When you reach the line containing "blue pool water" in the entries below, start writing out each line exactly, and stop after the line containing "--query raised arm".

BEGIN Data for this task

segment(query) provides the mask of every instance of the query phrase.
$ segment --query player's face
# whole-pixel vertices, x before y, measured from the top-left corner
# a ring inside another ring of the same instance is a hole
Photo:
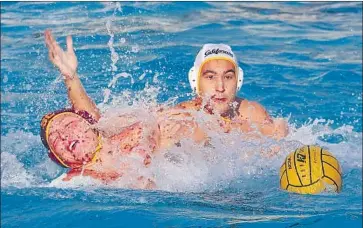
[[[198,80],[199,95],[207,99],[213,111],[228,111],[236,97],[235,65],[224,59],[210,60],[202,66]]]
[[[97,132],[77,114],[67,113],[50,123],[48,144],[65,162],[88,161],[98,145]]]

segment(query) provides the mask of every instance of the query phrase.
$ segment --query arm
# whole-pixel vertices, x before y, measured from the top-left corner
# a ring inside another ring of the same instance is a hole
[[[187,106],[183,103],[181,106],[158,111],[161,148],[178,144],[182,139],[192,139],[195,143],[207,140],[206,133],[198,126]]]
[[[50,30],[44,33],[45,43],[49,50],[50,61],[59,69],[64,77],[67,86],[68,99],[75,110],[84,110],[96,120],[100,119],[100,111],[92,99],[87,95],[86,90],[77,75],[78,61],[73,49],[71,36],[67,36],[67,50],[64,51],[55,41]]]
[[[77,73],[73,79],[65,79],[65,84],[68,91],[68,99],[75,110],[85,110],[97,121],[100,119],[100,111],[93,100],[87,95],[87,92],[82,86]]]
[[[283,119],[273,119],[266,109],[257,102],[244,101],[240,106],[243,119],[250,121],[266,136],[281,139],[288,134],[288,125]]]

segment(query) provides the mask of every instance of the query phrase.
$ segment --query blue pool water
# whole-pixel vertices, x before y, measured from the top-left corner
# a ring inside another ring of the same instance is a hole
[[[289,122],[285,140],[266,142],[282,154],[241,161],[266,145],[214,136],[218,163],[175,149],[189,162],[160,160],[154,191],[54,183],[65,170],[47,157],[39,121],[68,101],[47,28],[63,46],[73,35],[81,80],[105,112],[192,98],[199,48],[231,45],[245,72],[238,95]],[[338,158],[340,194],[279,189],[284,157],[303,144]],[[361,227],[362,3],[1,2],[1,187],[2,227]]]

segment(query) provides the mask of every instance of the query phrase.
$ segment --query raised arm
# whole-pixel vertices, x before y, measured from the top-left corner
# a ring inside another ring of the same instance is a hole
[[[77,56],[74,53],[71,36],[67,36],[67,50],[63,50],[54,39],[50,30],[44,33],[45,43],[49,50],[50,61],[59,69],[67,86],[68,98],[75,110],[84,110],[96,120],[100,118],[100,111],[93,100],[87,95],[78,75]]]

END Data for this task
BEGIN Data for this task

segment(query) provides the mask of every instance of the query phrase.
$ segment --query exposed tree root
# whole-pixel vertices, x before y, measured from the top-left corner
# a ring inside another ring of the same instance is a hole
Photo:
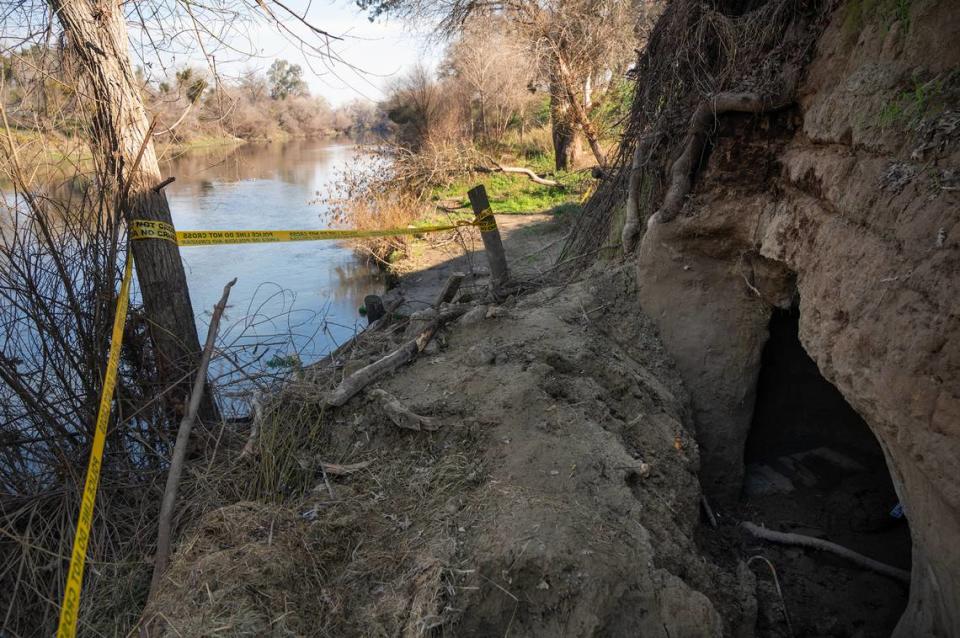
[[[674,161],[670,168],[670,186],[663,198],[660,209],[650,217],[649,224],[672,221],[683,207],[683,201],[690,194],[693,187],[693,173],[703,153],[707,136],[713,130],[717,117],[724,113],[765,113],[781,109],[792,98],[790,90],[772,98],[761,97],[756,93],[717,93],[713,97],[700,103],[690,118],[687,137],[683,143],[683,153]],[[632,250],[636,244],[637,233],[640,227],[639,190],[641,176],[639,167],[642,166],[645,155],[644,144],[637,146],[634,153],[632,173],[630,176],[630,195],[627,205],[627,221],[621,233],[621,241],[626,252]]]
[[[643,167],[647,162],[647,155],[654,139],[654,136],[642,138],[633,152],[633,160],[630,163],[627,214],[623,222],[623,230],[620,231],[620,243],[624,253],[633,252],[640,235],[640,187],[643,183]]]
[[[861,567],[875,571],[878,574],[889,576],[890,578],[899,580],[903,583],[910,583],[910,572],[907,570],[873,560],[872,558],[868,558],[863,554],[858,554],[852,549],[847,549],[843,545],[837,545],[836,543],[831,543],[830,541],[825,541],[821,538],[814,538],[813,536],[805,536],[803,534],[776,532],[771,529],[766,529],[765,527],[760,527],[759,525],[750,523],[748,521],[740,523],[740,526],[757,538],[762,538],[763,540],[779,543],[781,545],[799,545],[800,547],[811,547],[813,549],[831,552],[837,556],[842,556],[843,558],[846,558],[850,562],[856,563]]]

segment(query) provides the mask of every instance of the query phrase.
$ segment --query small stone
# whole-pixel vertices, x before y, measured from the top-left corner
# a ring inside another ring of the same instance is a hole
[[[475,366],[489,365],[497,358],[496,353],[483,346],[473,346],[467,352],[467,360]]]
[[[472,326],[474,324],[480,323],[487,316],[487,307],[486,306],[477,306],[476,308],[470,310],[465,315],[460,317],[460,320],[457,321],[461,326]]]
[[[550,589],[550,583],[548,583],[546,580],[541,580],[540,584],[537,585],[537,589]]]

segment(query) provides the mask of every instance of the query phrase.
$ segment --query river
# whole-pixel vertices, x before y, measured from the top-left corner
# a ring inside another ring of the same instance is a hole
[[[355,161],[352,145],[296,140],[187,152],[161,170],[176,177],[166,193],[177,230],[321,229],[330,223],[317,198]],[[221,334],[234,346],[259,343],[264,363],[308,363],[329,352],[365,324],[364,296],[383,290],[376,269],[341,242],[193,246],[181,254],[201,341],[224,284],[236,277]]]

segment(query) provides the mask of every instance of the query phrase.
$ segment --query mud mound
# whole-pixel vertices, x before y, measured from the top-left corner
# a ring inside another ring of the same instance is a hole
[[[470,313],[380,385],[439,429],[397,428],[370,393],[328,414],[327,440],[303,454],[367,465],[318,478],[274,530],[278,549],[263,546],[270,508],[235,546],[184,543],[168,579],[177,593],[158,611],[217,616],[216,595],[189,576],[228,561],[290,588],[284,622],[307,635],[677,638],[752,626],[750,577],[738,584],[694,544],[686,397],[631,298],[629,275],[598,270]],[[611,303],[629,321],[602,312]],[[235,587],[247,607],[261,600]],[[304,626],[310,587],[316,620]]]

END Data for this task

## Exercise solution
$ segment --query blue pool water
# whole-pixel vertices, x before y, measured from the top-left corner
# a ring inside another ring of the same instance is a hole
[[[289,122],[285,140],[266,142],[282,154],[241,161],[266,145],[214,136],[218,163],[175,149],[189,162],[160,160],[154,191],[54,183],[65,170],[47,157],[39,121],[68,101],[47,28],[63,46],[73,35],[81,80],[105,112],[192,98],[199,48],[231,45],[245,72],[238,95]],[[338,158],[340,194],[279,189],[284,157],[303,144]],[[361,227],[362,3],[1,2],[1,187],[2,227]]]

segment(query) provides the mask of every instance of the query phrase.
$ segment --query raised arm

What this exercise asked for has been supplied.